Extract provided:

A green township is one that is ecologically and socially sustainable. The design of settlements must be accountable for the amount of resources used, the ever-changing social and economic patterns of the inhabitants, and the amount of waste and its reuse/disposal.
Resources like land, water, electricity and other fuels, and construction materials must be judiciously utilised and recycled. The garbage, too, should be planned, explains Sonali Rastogi, Director, Morphogenesis, a design firm that is developing a green township in Siliguri.
Close to nature
The Uttarayon township in Siliguri, spread across 600 acres, used to be a tea estate, which was on the verge of collapse due to topographical reasons. Given the setting, the aim was to develop something that would give back to the community with minimal impact on its environs. The entire development is a largely low-rise, low-density township with minimum demands on its surroundings. The site has been developed around the concept of clusters -different house types arranged around a central green focal point. The clusters are further linked to form a zone where vehicular and pedestrian movements have been segregated.
Based on detailed GIS studies of the land, a drainage system has been developed to provide for virtual elimination of all stormwater drains using natural slopes. This results in disposal of rainwater without flooding. Natural methods like planting of reed beds and sewage treatment plants will be utilised for the waste water to be reused within the site for horticultural purposes. The cost of the development is about $9 per square metre, an amount significantly lower than the average cost of such developments in India, points out Rastogi.

Dataset excerpts:
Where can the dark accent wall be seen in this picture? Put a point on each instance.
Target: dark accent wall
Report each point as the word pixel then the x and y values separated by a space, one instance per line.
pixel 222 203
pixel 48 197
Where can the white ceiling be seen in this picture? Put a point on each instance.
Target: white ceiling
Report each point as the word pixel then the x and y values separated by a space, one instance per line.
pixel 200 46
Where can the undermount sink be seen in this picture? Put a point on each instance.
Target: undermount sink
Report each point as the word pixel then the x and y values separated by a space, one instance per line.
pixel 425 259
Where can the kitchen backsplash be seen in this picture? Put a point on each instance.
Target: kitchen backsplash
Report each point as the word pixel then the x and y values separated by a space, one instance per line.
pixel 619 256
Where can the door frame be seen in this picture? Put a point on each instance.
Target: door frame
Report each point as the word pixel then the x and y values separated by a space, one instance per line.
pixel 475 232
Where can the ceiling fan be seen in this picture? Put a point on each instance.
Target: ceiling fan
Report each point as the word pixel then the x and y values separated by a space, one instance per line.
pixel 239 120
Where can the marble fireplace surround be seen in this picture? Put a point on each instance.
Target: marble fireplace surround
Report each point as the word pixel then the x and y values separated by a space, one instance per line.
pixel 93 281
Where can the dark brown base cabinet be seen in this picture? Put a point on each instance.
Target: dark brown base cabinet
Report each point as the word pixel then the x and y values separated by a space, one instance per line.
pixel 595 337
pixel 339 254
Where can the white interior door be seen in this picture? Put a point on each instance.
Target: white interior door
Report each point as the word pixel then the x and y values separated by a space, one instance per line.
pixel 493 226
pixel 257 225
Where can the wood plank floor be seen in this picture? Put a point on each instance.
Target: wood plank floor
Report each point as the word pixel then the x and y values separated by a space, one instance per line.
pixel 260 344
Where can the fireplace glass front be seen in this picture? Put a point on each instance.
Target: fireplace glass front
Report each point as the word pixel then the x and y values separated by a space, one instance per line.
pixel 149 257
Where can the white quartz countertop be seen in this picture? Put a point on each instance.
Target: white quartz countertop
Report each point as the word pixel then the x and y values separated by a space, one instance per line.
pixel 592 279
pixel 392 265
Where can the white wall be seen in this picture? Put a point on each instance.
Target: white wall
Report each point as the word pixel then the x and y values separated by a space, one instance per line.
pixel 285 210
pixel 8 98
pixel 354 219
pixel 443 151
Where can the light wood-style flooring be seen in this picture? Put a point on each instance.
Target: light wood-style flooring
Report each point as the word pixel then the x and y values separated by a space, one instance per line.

Problem A: Decide whether each statement agrees with the green township extract. Answer yes or no and quote the deciding words. (i) The Uttarayon site was once a tea estate. (ii) Within each zone, vehicles and pedestrians share the same routes. (iii) The township is mostly high-rise.
Problem B: Duplicate the green township extract from "Resources like land, water, electricity" to "township in Siliguri.".

Task response A:
(i) Yes: "used to be a tea estate"
(ii) No: "vehicular and pedestrian movements have been segregated"
(iii) No: "a largely low-rise, low-density township"

Task response B:
Resources like land, water, electricity and other fuels, and construction materials must be judiciously utilised and recycled. The garbage, too, should be planned, explains Sonali Rastogi, Director, Morphogenesis, a design firm that is developing a green township in Siliguri.